=== Work to be completed ===
Find every line below with the string "carpet" and pick it out.

=== Data excerpts ===
= = = = =
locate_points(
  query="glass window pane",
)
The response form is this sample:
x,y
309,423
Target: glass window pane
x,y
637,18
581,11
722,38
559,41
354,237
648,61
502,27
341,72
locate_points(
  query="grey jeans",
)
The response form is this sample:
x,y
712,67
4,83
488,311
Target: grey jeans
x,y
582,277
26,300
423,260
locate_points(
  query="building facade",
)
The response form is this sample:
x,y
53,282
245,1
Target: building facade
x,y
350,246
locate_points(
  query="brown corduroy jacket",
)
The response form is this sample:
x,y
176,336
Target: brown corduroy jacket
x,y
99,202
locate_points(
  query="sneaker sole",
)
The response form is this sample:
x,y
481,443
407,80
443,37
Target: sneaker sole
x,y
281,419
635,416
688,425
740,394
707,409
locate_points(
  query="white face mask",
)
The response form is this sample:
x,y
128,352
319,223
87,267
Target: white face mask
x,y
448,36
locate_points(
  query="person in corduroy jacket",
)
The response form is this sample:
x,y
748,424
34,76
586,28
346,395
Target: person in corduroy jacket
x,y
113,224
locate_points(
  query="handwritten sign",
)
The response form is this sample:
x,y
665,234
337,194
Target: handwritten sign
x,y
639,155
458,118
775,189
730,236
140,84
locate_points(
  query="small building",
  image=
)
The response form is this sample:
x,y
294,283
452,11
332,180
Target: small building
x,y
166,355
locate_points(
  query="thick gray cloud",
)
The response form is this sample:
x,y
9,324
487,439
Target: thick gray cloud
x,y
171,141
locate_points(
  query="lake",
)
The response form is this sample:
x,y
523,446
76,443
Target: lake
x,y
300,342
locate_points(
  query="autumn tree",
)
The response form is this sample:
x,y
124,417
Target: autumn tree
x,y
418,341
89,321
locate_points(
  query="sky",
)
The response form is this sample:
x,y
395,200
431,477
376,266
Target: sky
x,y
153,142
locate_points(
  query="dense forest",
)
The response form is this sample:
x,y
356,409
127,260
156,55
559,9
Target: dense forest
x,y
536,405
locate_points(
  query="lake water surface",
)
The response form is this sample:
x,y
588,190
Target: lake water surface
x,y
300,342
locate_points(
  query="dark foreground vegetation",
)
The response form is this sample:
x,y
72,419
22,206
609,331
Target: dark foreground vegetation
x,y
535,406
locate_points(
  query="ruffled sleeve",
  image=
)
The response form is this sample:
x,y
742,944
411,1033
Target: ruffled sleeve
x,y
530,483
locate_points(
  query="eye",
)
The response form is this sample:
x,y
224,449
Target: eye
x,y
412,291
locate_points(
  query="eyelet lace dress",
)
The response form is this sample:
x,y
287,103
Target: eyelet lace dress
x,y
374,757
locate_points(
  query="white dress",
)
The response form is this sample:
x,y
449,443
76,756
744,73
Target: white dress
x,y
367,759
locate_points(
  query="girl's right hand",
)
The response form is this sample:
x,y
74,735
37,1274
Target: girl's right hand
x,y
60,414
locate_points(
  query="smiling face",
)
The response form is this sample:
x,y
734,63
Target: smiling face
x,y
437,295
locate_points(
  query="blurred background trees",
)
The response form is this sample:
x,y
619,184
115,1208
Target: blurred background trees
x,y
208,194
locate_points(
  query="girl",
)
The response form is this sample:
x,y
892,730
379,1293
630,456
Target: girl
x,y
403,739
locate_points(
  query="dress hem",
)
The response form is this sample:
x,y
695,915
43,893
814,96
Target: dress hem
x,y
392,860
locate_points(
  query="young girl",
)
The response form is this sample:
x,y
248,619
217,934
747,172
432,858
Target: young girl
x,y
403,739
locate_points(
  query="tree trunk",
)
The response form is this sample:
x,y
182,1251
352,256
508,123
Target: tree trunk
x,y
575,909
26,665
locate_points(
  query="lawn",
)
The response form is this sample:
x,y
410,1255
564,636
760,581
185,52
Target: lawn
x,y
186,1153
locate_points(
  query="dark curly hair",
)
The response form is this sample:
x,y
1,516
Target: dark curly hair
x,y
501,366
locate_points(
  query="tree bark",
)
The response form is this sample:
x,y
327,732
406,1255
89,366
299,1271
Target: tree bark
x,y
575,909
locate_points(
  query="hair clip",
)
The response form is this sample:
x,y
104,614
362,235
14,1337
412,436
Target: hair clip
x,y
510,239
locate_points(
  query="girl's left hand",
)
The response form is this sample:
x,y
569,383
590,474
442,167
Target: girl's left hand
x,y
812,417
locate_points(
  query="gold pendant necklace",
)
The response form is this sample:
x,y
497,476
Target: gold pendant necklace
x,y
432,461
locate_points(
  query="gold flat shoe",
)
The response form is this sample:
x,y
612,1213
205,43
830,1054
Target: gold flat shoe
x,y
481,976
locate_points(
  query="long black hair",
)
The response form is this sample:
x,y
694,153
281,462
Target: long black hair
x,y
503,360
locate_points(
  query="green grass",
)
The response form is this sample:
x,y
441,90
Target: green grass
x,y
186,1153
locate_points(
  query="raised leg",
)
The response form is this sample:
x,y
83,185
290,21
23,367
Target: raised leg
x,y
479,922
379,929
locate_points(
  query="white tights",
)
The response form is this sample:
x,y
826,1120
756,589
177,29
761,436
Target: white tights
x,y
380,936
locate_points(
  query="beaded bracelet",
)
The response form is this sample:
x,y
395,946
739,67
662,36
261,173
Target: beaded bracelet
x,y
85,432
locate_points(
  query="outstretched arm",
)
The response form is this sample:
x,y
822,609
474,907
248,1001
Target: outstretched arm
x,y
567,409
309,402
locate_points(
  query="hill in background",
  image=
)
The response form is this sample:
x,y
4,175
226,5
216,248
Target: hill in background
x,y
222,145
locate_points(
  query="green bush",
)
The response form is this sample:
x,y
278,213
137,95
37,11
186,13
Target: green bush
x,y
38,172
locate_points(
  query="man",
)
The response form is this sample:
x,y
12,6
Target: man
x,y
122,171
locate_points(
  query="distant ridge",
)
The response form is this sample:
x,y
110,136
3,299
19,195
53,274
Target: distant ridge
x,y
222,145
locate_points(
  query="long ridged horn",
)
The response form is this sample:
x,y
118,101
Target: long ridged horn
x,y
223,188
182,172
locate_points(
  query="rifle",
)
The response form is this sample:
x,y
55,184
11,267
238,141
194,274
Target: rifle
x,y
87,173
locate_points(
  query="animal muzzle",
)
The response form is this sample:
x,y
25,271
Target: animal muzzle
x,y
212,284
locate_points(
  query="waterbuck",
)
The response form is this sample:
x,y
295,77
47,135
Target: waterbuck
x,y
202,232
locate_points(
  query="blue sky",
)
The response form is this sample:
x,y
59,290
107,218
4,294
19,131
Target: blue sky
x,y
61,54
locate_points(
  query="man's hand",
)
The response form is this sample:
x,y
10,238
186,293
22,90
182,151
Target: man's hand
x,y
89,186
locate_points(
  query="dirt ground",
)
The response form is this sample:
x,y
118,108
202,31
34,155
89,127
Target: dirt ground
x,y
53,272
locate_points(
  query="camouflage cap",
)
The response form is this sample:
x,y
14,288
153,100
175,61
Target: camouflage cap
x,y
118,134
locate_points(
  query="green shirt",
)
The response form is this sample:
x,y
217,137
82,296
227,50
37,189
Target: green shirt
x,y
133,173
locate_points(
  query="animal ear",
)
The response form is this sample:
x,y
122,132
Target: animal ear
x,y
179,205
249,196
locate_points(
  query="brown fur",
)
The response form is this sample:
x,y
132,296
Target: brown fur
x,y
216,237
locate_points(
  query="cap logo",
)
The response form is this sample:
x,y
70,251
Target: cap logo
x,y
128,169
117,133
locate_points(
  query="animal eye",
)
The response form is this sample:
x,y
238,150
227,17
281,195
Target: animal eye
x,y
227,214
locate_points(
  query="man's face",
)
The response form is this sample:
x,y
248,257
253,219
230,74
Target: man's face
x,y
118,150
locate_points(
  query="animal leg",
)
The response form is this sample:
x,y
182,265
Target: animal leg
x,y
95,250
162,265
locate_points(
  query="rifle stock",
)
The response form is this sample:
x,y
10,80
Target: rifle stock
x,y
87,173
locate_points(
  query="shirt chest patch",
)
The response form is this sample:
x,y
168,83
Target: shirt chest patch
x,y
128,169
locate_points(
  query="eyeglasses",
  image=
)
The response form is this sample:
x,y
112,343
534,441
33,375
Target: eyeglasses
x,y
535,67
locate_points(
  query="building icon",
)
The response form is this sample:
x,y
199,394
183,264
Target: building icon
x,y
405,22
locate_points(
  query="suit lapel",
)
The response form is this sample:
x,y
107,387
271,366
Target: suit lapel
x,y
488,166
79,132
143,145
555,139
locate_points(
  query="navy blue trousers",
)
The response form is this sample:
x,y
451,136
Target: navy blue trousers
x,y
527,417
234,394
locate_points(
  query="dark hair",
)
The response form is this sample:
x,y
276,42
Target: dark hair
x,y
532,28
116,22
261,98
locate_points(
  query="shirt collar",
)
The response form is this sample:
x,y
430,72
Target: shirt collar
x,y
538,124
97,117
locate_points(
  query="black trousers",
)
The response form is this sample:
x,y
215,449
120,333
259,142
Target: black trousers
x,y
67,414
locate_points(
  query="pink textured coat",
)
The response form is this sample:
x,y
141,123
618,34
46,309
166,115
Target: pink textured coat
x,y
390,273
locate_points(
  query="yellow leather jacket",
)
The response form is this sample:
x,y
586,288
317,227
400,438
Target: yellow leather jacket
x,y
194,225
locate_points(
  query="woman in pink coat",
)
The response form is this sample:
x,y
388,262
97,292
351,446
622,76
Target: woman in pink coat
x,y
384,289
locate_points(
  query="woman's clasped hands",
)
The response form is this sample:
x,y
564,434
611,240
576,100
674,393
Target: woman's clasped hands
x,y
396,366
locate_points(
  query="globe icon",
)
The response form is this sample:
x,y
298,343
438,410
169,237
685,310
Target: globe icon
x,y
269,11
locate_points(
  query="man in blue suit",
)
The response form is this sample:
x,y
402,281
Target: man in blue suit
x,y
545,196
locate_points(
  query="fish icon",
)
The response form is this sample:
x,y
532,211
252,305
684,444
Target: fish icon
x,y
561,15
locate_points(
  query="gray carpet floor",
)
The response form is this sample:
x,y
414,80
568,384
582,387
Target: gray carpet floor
= = = = =
=== Answer to this task ===
  query="gray carpet floor",
Target: gray carpet floor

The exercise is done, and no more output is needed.